Text passage section start

Repeat until finish_reason: "stop".


RAG (Retrieval Augmented Generation)

Upload a File

POST /api/v1/files/
Authorization: Bearer sk-...
Content-Type: multipart/form-data

file=@/path/to/document.pdf

Returns a file ID. Poll /api/v1/files/{id}/process/status until completed.

Knowledge Collections

POST /api/v1/knowledge/{collection_id}/file/add
{ "file_id": "..." }

Use in Chat

Reference files or knowledge collections in any chat request:

{
  "model": "gemma4-26b-a4b",
  "messages": [...],
  "files": [
    { "type": "file",       "id": "file-id" },
    { "type": "collection", "id": "collection-id" }
  ]
}

Process a Web URL into a Collection

POST /api/v1/retrieval/process/web
{ "url": "https://example.com/article", "collection_id": "..." }

Filter Behavior with Direct API Calls

Open WebUI supports inlet/outlet filter pipelines. With direct API access:

Filter Runs automatically?
inlet() Yes
stream() Yes
outlet() Manual only — call POST /api/chat/completed after receiving response

For Cortex's use case (tool loop orchestration), this is not a concern — we're driving the loop ourselves and don't rely on Open WebUI's filter pipeline.


Relevant Cortex Files

File Purpose
cortex/llm_client.py_local() Current local backend (direct chat only)
cortex/routers/local_llm.py Local model settings page + fetch-models endpoint
cortex/user_settings.py Per-user host + model config (local_llm.json)
cortex/orchestrator_engine.py Gemini API tool loop — reference for local version
home/{user}/local_llm.json Stored host/model config

Planned: Local Orchestrator (local_orchestrator_engine.py)

Text passage section end
Recorded information section start

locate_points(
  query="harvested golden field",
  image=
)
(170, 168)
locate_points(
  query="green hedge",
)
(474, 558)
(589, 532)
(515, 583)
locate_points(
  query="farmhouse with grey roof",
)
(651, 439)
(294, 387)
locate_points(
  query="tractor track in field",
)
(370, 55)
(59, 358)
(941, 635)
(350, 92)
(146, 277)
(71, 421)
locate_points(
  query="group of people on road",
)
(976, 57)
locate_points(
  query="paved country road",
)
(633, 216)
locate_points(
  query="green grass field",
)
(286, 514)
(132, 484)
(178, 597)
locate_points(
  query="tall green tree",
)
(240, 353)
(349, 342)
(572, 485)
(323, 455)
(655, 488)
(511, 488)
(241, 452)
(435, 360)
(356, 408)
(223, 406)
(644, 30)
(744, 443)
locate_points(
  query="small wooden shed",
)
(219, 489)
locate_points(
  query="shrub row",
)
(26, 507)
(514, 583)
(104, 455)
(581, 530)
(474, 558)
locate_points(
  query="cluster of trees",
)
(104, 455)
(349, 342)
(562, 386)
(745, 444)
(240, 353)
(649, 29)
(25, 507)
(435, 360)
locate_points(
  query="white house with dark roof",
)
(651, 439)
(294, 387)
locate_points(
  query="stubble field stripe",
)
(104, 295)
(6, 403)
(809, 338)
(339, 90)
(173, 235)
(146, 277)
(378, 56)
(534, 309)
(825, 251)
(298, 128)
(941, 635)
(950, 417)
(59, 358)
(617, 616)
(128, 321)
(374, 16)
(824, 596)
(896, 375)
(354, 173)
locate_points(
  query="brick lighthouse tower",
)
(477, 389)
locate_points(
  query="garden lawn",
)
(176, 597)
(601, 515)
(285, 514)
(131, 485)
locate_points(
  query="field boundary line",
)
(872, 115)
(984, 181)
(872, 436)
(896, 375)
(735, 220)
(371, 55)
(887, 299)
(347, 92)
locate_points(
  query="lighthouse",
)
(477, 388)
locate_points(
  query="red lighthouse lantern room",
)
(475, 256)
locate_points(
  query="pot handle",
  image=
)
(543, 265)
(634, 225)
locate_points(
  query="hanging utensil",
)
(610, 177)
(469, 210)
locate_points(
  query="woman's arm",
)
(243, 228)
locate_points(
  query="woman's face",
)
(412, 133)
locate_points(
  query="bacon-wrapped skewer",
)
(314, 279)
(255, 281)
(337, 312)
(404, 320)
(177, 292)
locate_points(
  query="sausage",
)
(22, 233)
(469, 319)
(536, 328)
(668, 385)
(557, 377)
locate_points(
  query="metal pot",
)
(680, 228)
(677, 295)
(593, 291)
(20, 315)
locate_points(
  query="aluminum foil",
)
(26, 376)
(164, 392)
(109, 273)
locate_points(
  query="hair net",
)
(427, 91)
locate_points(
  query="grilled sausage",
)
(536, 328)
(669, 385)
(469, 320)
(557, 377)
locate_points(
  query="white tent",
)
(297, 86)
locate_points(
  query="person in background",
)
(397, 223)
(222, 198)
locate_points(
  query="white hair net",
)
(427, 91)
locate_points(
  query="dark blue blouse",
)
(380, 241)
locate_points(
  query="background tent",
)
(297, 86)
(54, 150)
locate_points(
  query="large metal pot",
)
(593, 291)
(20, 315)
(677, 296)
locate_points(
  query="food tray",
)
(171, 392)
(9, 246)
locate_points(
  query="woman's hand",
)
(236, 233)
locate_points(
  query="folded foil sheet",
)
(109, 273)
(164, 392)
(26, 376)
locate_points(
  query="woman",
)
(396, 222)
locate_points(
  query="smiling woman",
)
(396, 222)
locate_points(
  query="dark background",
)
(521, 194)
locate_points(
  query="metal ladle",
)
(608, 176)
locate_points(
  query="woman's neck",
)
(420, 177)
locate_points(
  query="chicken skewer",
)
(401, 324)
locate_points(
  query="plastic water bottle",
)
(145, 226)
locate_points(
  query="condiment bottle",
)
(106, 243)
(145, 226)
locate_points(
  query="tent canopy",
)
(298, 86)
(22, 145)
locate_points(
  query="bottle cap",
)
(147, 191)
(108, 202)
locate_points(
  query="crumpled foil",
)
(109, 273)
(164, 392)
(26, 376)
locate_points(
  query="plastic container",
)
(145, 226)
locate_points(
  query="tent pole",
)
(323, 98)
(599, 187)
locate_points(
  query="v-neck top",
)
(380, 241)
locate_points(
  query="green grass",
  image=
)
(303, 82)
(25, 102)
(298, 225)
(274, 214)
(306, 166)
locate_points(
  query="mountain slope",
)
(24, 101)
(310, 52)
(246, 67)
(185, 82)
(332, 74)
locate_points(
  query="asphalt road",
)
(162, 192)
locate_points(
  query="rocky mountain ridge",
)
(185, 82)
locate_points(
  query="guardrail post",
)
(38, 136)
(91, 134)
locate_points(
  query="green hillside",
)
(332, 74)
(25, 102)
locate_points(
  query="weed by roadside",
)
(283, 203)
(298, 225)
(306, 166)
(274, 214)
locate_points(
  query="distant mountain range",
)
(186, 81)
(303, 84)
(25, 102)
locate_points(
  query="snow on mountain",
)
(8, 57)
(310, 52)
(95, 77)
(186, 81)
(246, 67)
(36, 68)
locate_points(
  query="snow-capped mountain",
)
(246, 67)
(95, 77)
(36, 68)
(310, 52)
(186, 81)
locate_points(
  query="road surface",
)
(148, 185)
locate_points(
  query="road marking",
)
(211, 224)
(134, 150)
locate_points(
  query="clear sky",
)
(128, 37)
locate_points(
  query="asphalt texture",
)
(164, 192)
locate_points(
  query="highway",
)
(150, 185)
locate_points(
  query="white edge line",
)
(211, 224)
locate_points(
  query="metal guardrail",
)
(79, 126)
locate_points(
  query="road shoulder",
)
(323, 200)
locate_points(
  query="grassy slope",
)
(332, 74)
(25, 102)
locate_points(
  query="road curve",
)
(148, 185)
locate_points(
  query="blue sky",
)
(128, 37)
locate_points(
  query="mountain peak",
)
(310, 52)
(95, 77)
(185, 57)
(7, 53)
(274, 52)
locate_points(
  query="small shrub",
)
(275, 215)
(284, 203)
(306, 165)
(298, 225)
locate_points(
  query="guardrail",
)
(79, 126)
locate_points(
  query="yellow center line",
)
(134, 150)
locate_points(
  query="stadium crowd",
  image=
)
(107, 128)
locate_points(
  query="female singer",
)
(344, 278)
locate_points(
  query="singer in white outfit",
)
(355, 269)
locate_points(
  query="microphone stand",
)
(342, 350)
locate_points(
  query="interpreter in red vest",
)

Recorded information section end

# [What to produce]
Pick up the Open WebUI API notes right after their last line and keep writing. The entries stand apart from the Open WebUI API notes and are separate material.

# [Response to this exercise]
A local equivalent of orchestrator_engine.py that:

  1. Takes the same tool definitions already registered in cortex/tools/
  2. Converts them to OpenAI tools format (already close — minor schema diff from Gemini)
  3. Runs a ReAct loop against the local model via /api/chat/completions
  4. Falls back gracefully if the model doesn't return a valid tool call

See documentation/TODO__Agents.md[Local] Tool-capable local orchestrator.

Model recommendation:

  • Gemma 4 26B A4B (256k ctx, MoE — fast for its size) for complex tool tasks
  • Gemma 4 E4B (128k ctx) for lightweight/fast tasks

Notes

  • Open WebUI workspace aliases (e.g. agent-support-gemma-small) resolve to the underlying Ollama model — use aliases in Cortex for human-friendly model names.
  • tool_choice: "auto" lets the model decide; "none" forces plain text response; {"type": "function", "function": {"name": "..."}} forces a specific tool.
  • Gemma 4 models support combined tool use + reasoning (thinking tokens) — useful for complex multi-step tasks.
  • For embeddings (future RAG work), use /ollama/api/embed directly.